** Start Selected passage **

Numerical study of turbulent channel flow perturbed by spanwise topographic heterogeneity: Amplitude and frequency modulation within low- and high-momentum pathways

We have studied the effects of topographically driven secondary flows on inner-outer interaction in turbulent channel flow. Recent studies have revealed that large-scale motions in the logarithmic region impose an amplitude and frequency modulation on the dynamics of small-scale structures near the wall. This led to development of a predictive model for near-wall dynamics, which has practical relevance for large-eddy simulations. Existing work on amplitude modulation has focused on smooth-wall flows; however, Anderson [J. Fluid Mech. 789, 567 (2016)] addressed the problem of rough-wall turbulent channel flow in which the correlation profiles for amplitude modulation showed trends similar to those reported by Mathis et al. [Phys. Fluids 21, 111703 (2009)]. For the present study, we considered flow over surfaces with a prominent spanwise heterogeneity, such that domain-scale turbulent secondary flows in the form of counter-rotating vortices are sustained within the flow. (We also show results for flow over a homogeneous roughness, which serves as a benchmark against the spanwise-perturbed cases.) The vortices are anchored to the topography such that prominent upwelling and downwelling occur above the low and high roughness, respectively. We have quantified the extent to which such secondary flows disrupt the distribution of spectral density across constituent wavelengths throughout the depth of the flow, which has direct implications for the existence of amplitude and frequency modulation. We find that the distinct outer peak associated with large-scale motions—the “modulators”—is preserved within the upwelling zone but vanishes in the downwelling zone. Within the downwelling zones, structures are steeper and shorter. Single- and two-point correlations for inner-outer amplitude and frequency modulation demonstrate insensitivity to resolution across cases. We also show a pronounced crossover between the single- and two-point correlations, a product of modulation quantification based upon Parseval's theorem (i.e., spectral density, but not the wavelength at which energy resides, defines the strength of modulation).

** End Selected passage **
** Start Listed entries **

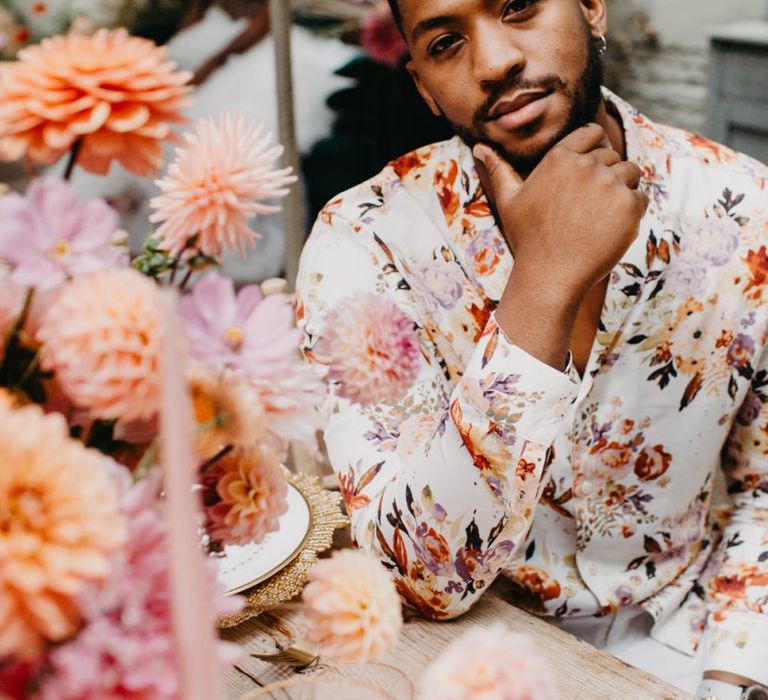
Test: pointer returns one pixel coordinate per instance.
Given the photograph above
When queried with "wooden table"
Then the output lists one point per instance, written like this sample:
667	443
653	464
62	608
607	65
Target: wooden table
585	673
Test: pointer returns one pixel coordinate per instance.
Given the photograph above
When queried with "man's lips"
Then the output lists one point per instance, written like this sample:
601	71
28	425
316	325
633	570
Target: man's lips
520	109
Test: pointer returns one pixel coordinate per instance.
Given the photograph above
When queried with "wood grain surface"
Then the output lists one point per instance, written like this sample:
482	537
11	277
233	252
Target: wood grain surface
585	673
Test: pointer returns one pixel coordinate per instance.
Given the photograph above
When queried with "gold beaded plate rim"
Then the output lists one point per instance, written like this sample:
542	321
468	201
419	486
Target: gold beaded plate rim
285	561
287	581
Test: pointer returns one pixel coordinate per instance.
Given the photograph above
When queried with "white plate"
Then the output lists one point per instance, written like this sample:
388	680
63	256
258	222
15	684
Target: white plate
248	565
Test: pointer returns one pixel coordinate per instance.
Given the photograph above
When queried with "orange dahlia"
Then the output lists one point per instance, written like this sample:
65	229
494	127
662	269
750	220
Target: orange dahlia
244	494
102	337
60	521
219	181
113	92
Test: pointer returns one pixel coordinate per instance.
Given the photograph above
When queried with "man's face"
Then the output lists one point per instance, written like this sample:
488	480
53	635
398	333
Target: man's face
516	74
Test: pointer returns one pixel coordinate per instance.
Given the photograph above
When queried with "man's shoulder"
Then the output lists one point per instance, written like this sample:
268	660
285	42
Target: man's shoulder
709	154
412	174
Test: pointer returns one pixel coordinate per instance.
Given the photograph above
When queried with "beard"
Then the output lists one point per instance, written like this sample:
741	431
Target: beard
584	97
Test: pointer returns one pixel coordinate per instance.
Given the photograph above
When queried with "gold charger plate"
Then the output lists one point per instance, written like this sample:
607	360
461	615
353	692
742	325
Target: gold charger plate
286	580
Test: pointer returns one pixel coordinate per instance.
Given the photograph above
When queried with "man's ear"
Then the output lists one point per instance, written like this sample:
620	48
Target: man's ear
595	13
426	96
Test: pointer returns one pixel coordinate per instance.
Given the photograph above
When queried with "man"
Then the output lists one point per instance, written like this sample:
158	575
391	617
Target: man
589	291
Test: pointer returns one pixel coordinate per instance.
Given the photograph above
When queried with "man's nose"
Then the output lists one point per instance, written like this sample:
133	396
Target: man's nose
495	54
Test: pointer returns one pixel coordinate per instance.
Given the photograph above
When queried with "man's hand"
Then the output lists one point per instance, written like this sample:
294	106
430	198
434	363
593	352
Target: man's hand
568	225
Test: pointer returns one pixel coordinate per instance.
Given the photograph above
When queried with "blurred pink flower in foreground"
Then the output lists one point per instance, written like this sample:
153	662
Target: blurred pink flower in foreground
126	649
216	184
372	349
102	337
380	37
490	663
244	495
352	608
49	236
246	332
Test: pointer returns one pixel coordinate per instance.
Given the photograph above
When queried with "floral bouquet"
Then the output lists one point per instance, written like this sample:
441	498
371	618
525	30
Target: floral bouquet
368	23
86	584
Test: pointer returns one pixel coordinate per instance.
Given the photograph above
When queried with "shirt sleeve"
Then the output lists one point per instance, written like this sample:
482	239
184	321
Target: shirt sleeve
736	638
441	485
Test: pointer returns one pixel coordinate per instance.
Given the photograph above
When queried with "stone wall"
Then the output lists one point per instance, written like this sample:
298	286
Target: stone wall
659	53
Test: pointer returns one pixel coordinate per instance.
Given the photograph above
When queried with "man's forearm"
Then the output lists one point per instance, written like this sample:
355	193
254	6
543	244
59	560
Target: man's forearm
537	317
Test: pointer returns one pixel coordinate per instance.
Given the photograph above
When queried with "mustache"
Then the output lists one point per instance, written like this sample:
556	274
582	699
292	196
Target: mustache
514	82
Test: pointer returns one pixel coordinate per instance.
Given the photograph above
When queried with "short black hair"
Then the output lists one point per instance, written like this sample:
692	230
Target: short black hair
396	14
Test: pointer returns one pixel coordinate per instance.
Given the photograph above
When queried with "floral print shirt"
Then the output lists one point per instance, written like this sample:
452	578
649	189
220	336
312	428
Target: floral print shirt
592	492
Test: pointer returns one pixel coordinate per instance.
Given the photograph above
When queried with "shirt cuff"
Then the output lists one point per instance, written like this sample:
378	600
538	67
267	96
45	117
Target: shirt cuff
515	390
738	643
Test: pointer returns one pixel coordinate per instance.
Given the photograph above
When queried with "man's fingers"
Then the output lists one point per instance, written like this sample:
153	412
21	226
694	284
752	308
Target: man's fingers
629	173
586	139
607	156
501	174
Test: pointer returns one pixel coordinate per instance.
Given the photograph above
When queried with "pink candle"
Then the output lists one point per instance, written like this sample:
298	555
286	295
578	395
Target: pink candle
193	619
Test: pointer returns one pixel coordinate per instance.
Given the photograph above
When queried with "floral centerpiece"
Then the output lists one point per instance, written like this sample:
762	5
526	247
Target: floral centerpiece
85	591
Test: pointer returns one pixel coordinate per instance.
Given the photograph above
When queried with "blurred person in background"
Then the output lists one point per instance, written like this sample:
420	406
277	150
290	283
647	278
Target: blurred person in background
588	287
227	44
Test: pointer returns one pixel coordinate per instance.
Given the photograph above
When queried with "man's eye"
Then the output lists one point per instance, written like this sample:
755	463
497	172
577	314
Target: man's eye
515	8
442	44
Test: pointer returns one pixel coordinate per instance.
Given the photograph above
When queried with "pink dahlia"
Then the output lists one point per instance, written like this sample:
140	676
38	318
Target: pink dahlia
372	349
490	662
102	337
127	651
290	402
246	332
244	495
49	236
217	183
380	37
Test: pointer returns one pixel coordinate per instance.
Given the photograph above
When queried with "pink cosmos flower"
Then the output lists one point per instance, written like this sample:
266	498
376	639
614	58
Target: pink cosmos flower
380	37
490	662
49	236
290	401
126	650
246	332
217	183
372	349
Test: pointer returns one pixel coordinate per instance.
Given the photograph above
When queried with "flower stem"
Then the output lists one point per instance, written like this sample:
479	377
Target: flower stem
189	243
186	279
73	154
146	462
13	339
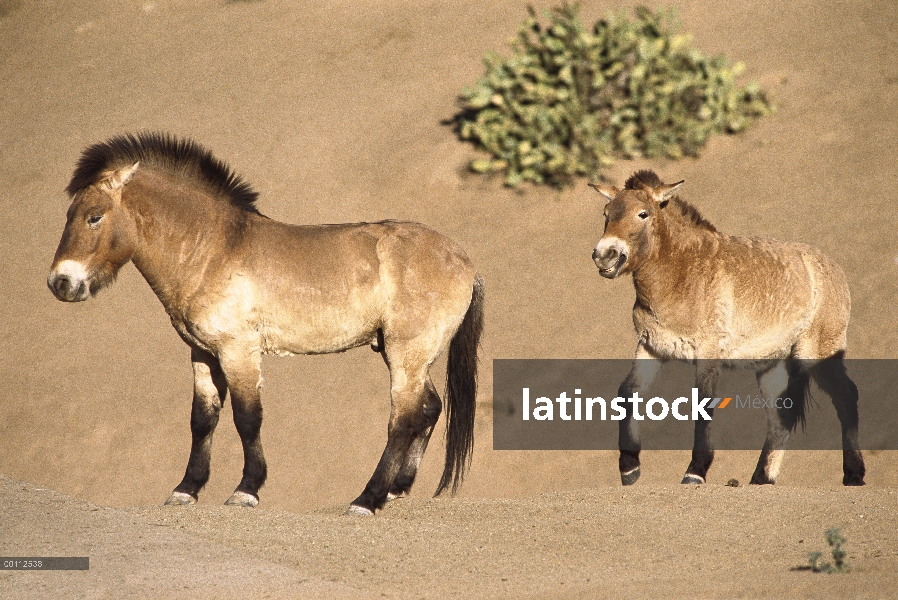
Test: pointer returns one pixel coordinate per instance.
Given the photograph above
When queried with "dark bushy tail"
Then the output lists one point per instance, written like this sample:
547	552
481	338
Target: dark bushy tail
461	392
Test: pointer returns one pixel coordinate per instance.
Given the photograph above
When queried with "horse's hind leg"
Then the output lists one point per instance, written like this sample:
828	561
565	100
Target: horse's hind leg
702	450
244	382
411	419
209	389
431	410
774	383
643	372
833	379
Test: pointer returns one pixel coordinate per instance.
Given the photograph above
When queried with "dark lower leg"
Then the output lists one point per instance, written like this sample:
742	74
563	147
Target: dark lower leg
405	478
402	433
209	390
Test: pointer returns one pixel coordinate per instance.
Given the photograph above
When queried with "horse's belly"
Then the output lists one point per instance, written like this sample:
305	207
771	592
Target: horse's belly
320	334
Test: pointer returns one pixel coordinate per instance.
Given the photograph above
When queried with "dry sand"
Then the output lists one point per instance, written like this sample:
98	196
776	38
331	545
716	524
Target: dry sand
333	111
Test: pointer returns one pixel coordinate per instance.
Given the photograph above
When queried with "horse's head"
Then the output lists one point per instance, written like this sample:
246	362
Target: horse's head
99	238
630	218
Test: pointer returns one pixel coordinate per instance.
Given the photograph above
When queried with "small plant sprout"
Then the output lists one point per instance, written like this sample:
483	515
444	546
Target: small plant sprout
835	539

** End Listed entries **

■ Problem description
In the abstract on turbulent channel flow over spanwise topographic heterogeneity, what happens to the distinct outer peak associated with large-scale motions within the downwelling zone? None of the lines above are needed.

■ Result of this exercise
It vanishes.